[WRITTEN TASK]:
Below, reproduce character for character every row from the line containing "Mark the green headscarf." through the line containing "left=183, top=310, right=210, bottom=334", both lines included. Give only those rows.

───

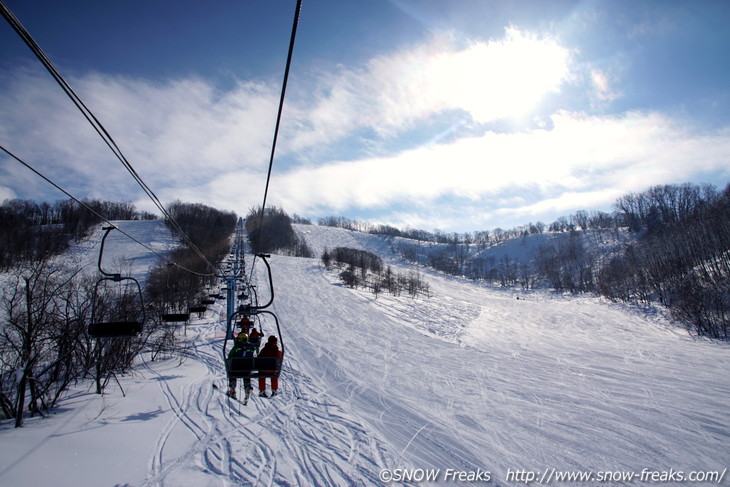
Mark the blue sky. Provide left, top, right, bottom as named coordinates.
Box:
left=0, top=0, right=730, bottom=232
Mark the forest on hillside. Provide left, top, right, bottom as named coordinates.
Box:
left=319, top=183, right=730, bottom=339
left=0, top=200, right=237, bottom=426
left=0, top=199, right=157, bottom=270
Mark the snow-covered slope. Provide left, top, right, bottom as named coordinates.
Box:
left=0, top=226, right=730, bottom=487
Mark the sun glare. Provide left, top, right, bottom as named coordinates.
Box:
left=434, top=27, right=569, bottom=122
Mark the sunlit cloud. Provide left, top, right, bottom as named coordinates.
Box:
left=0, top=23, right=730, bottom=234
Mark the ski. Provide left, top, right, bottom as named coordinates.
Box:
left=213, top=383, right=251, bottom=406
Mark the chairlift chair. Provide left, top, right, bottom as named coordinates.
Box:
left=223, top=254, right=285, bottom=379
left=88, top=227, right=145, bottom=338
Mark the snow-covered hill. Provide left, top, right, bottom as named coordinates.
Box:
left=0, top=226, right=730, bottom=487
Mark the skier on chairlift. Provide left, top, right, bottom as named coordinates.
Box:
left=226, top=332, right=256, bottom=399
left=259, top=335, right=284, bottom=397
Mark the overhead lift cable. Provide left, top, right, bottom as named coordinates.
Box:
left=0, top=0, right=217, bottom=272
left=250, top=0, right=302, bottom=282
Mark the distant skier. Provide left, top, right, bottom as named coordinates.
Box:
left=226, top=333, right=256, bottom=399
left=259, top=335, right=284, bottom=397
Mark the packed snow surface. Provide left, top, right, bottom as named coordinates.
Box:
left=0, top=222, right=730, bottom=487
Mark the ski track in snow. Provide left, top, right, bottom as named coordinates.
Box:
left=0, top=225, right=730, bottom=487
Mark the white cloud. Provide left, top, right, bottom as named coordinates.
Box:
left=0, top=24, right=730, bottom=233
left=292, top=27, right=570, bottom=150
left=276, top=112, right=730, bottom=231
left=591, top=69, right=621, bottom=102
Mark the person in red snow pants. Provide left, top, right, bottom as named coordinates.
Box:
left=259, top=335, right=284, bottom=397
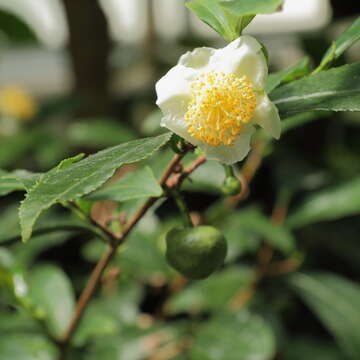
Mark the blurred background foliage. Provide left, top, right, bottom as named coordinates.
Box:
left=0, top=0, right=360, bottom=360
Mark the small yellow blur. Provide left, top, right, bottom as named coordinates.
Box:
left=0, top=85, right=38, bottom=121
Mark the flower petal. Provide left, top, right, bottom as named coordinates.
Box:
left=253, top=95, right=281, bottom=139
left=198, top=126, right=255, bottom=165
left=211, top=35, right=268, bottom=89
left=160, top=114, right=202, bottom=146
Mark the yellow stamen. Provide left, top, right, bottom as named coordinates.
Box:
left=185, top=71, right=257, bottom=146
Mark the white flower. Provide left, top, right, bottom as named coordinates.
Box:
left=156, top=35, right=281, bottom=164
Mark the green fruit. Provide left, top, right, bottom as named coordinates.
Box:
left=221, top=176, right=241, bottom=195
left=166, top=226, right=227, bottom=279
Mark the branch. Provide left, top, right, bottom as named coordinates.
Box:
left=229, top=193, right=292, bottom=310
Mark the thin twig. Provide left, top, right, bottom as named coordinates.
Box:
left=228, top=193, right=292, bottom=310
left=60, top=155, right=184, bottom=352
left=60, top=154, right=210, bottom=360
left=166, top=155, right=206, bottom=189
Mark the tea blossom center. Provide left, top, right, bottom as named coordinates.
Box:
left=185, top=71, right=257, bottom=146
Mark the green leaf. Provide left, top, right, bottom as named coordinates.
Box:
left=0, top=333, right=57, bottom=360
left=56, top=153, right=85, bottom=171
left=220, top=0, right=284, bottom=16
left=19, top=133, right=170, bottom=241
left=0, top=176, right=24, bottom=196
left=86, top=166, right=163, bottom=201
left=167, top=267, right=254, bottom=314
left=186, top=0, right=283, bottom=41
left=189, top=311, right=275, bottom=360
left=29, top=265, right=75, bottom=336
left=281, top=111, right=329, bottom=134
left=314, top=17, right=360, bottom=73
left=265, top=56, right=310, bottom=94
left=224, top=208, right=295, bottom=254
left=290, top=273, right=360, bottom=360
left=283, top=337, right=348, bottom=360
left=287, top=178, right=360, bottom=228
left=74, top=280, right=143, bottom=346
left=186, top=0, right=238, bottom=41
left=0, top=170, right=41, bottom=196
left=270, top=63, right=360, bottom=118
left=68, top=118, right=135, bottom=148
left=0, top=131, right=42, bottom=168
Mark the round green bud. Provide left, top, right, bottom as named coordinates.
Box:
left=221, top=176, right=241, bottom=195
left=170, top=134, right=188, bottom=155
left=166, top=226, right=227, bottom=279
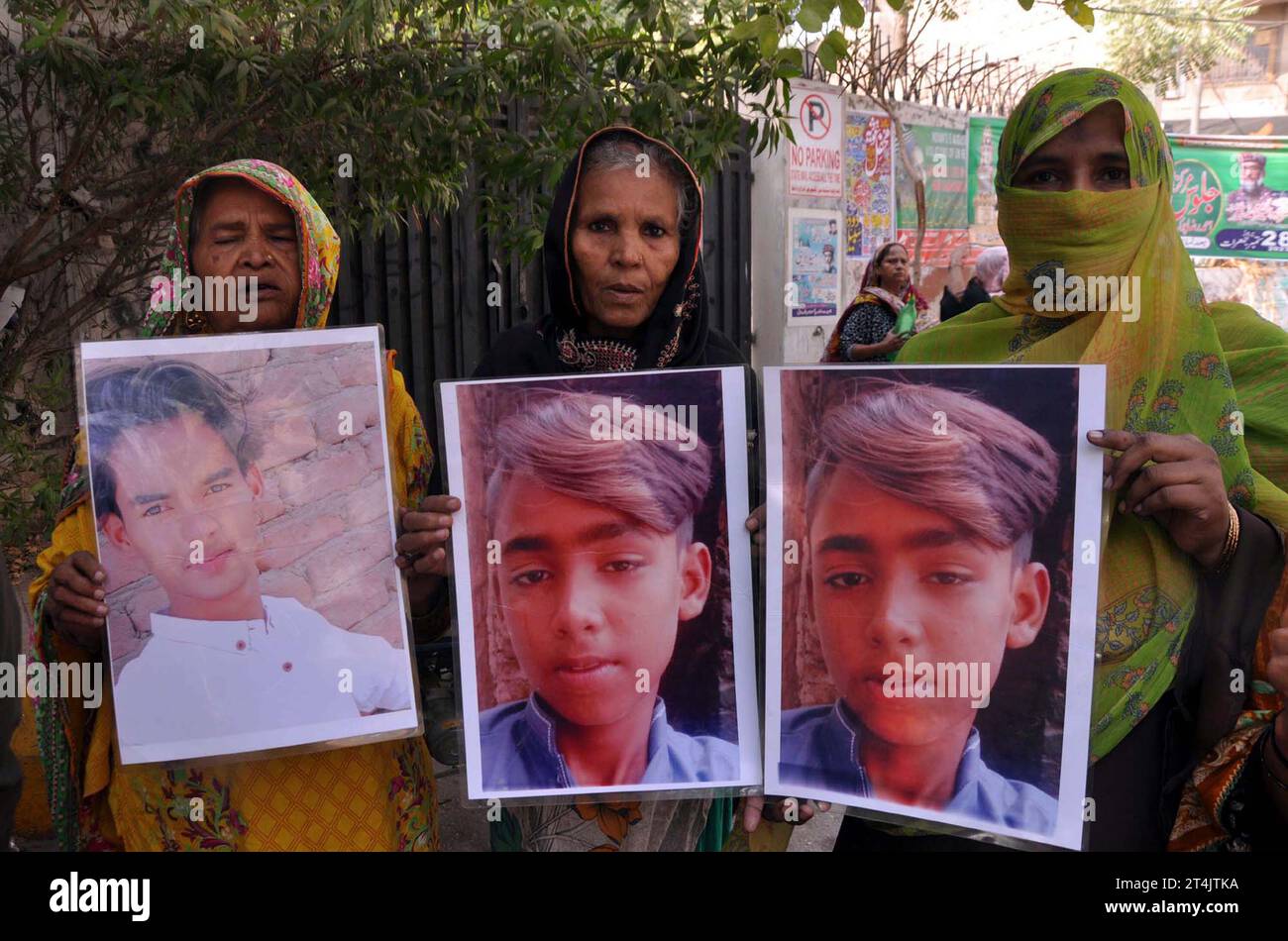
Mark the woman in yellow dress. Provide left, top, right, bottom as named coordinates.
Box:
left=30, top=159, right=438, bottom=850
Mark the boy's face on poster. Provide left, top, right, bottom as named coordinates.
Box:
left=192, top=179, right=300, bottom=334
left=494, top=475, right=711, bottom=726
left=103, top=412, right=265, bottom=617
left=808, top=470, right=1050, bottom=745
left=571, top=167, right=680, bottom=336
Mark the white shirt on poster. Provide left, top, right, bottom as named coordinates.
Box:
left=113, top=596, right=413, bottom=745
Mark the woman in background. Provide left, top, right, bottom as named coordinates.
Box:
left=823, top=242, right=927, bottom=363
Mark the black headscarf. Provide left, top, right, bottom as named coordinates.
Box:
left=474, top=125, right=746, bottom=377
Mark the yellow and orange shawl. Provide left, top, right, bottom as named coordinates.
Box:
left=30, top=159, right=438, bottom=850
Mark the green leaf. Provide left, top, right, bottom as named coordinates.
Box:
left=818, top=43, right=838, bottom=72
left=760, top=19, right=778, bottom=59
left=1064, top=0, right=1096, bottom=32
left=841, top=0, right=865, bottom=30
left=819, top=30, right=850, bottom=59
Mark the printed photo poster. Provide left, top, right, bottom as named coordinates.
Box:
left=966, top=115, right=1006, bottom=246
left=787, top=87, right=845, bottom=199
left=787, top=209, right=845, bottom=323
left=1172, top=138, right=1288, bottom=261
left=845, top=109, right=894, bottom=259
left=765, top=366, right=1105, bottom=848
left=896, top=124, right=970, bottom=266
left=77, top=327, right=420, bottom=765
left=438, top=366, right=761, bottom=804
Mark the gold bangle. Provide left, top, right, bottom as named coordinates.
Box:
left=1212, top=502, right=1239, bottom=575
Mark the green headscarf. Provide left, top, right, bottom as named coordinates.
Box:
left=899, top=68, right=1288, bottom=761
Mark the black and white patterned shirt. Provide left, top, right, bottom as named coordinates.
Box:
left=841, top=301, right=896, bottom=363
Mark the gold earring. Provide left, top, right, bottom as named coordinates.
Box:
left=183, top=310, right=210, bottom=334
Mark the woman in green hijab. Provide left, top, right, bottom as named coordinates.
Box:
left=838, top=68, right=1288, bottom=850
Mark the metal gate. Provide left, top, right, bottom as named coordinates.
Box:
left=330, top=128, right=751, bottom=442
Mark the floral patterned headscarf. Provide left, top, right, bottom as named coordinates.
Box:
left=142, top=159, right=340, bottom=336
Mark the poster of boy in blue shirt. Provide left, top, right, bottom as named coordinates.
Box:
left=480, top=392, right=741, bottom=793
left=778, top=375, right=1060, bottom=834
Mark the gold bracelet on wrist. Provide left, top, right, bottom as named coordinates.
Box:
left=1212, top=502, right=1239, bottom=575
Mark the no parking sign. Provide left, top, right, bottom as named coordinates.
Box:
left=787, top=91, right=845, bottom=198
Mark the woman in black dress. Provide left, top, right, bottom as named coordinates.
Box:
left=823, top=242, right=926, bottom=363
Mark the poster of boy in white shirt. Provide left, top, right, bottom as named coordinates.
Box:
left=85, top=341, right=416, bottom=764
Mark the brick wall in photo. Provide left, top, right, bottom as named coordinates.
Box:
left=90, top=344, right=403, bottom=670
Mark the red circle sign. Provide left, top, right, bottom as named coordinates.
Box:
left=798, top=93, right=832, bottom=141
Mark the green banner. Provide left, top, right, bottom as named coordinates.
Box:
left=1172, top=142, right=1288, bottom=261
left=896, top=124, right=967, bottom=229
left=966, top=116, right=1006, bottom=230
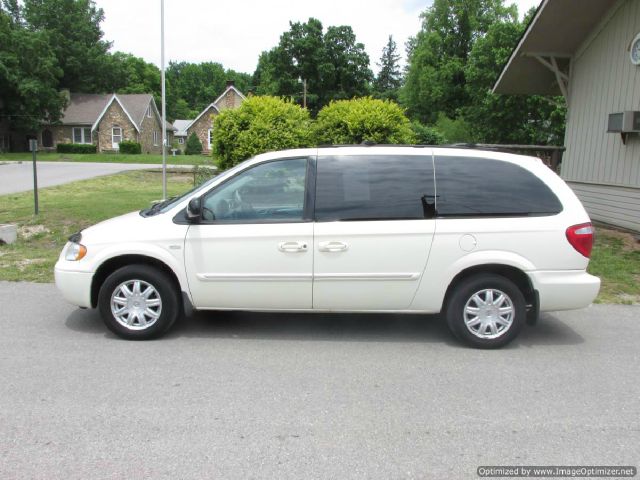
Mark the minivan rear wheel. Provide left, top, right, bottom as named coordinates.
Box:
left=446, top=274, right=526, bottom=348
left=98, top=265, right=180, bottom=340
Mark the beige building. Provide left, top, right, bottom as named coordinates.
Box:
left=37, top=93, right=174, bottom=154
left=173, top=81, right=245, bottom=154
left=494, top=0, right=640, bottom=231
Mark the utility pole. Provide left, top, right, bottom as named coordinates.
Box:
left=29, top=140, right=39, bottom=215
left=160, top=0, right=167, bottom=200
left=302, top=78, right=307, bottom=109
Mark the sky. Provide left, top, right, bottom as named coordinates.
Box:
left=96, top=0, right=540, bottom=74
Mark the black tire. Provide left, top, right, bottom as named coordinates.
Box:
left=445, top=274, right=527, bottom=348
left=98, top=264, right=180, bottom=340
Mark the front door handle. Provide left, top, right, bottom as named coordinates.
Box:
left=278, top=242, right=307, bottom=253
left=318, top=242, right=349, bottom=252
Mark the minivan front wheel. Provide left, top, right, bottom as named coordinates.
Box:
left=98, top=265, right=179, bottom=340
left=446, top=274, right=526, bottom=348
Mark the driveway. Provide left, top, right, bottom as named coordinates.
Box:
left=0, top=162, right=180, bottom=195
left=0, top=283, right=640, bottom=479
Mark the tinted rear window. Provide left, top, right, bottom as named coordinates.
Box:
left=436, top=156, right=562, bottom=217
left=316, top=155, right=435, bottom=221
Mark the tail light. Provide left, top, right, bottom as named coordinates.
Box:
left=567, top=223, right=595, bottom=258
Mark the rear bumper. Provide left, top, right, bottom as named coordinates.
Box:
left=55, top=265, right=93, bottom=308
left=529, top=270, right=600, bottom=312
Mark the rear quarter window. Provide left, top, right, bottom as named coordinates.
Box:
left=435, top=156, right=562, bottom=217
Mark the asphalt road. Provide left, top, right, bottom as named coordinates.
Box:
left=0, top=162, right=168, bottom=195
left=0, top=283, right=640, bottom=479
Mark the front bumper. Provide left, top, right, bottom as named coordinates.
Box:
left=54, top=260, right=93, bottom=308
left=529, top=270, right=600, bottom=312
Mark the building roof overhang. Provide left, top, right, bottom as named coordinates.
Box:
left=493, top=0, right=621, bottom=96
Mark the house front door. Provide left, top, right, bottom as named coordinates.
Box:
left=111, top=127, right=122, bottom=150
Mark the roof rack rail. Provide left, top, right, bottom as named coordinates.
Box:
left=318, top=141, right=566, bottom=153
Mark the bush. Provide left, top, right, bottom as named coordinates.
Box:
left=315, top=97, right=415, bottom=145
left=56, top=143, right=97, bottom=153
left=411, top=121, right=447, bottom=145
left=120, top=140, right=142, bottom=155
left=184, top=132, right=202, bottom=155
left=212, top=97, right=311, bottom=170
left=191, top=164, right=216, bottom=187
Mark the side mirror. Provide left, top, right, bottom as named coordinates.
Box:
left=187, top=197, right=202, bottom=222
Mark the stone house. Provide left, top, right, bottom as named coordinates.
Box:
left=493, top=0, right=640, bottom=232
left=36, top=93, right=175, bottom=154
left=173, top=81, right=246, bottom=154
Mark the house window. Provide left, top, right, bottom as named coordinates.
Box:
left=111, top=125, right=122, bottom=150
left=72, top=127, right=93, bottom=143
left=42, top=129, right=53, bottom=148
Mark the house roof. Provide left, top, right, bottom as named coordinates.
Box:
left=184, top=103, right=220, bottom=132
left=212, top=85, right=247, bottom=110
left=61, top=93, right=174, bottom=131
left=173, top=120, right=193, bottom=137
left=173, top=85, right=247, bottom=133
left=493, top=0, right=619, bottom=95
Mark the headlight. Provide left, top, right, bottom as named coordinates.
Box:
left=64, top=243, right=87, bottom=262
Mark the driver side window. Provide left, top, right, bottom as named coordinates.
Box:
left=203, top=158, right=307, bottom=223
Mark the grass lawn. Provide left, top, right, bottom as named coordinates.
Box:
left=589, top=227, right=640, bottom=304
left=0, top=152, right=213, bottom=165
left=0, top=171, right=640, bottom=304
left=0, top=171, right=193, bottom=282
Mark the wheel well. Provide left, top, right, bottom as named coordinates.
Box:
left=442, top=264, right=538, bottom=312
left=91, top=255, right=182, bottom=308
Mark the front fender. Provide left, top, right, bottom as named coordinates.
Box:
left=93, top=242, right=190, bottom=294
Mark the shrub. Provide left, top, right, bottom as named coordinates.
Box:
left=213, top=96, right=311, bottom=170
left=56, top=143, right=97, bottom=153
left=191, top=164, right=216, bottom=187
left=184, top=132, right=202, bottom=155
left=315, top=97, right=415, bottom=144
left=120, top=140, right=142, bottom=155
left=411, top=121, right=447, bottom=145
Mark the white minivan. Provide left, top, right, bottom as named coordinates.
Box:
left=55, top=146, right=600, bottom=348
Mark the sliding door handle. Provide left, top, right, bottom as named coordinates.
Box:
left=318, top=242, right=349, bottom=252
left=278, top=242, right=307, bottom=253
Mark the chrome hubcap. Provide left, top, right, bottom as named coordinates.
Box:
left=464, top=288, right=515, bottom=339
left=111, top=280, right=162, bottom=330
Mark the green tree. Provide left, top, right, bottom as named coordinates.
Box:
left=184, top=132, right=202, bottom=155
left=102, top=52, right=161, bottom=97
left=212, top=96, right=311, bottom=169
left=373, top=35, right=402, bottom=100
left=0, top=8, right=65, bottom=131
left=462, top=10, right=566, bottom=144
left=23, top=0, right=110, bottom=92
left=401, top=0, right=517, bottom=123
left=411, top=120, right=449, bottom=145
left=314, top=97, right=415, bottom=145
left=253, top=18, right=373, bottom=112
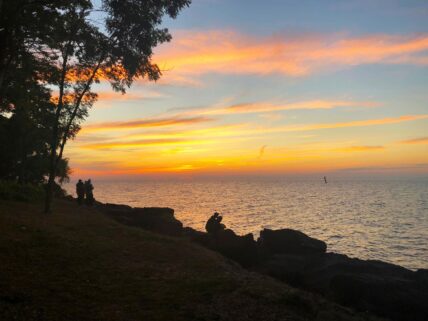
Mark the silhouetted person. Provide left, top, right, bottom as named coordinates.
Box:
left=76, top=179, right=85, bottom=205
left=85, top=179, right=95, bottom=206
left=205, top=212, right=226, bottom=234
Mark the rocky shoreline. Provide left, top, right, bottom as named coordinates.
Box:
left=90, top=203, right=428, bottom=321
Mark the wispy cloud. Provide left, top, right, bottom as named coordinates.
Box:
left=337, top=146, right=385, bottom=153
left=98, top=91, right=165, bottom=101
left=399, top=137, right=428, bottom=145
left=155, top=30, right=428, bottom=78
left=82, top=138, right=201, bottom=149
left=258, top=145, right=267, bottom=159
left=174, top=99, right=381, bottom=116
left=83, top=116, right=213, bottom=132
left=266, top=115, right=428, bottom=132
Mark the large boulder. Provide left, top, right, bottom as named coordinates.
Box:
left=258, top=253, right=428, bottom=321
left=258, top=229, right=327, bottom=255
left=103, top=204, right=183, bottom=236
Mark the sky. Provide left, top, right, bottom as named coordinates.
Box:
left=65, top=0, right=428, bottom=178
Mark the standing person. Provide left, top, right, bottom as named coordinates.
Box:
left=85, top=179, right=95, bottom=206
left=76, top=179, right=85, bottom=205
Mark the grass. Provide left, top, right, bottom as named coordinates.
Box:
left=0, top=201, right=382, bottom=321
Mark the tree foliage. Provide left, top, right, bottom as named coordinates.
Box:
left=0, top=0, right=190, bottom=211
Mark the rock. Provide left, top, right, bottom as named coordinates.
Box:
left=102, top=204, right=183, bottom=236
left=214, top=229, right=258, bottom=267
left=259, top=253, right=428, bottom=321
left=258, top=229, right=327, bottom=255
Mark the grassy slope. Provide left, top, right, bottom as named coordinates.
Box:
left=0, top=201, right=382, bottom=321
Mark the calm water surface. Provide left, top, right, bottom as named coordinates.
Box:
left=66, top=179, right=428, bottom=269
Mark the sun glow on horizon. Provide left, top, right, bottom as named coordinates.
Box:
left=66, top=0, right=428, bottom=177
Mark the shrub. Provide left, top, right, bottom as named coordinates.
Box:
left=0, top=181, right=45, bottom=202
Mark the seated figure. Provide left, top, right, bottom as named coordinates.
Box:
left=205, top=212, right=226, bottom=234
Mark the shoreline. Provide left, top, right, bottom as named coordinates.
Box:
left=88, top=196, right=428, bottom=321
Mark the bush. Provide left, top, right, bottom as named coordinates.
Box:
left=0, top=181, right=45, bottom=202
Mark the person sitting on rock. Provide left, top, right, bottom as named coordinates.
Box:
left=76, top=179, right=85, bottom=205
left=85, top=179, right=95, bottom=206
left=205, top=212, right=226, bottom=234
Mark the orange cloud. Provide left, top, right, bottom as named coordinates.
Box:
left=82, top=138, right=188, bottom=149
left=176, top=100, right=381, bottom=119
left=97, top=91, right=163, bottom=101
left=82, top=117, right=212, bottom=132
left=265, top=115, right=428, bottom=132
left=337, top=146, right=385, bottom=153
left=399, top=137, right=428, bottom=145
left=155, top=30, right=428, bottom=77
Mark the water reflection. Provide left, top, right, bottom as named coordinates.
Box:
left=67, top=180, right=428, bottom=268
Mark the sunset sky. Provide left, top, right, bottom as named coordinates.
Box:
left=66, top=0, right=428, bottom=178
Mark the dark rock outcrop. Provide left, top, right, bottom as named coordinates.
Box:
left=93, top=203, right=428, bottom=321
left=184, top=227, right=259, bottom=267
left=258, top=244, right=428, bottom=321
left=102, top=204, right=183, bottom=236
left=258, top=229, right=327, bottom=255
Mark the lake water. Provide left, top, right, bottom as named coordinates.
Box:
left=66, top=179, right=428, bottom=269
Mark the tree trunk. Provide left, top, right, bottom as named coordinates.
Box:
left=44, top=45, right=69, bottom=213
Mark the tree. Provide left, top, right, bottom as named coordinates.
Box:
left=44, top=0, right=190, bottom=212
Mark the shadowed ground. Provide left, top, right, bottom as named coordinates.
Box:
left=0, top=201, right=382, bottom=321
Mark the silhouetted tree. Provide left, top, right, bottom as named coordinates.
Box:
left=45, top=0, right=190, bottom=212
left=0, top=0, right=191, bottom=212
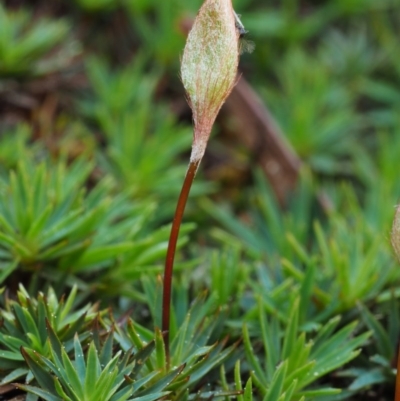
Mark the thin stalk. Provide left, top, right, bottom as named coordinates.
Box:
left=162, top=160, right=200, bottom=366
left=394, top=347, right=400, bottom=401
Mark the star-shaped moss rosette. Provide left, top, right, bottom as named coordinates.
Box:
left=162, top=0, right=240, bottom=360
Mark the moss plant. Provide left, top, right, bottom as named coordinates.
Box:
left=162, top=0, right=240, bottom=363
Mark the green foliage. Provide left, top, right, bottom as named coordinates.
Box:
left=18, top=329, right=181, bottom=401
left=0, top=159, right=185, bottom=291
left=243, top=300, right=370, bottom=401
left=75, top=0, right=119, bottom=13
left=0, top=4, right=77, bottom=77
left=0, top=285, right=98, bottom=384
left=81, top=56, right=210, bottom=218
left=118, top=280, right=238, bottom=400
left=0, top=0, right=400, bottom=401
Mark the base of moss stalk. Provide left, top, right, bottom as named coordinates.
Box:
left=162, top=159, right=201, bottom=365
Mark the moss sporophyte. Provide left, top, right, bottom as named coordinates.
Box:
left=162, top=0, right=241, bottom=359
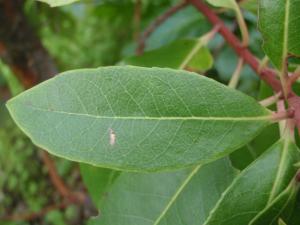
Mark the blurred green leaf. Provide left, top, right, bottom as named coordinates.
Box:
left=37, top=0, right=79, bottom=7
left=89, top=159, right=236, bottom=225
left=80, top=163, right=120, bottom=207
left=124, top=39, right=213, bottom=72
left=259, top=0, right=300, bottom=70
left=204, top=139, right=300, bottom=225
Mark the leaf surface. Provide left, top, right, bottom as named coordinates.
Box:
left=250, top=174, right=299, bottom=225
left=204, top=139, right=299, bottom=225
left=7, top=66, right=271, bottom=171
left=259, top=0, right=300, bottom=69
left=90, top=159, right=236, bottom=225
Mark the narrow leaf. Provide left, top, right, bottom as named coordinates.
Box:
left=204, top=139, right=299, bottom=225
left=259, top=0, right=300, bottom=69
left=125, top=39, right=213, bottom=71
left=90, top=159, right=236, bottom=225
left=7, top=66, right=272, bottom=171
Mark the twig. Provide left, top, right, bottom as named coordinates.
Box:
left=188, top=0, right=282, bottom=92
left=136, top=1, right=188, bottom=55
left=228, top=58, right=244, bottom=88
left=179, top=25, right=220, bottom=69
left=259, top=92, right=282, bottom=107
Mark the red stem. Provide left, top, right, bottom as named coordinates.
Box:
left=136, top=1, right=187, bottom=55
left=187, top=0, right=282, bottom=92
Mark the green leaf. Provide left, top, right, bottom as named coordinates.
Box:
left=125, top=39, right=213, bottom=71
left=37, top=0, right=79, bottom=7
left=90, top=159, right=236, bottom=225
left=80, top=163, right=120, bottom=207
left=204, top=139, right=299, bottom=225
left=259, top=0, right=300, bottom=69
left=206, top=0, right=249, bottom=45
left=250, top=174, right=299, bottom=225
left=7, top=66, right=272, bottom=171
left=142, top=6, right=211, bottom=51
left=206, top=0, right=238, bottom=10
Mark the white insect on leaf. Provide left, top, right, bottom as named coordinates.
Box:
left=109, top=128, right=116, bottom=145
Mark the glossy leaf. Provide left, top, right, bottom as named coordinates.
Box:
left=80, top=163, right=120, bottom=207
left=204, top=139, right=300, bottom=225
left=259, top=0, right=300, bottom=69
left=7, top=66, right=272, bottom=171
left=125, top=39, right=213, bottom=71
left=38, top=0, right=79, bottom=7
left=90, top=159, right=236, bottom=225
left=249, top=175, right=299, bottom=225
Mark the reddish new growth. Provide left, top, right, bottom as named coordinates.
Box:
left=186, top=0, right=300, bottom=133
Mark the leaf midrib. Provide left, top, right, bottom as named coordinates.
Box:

───

[TASK RESULT]:
Mark the green headscarf. Provide left, top, right, bottom as named coordinates.
Box:
left=899, top=68, right=1288, bottom=761
Mark the black and white patterned shirt. Provide left, top, right, bottom as named coordinates.
Box:
left=841, top=301, right=896, bottom=363
Mark the gold earring. Provide left, top, right, bottom as named coordinates.
Box:
left=183, top=310, right=210, bottom=334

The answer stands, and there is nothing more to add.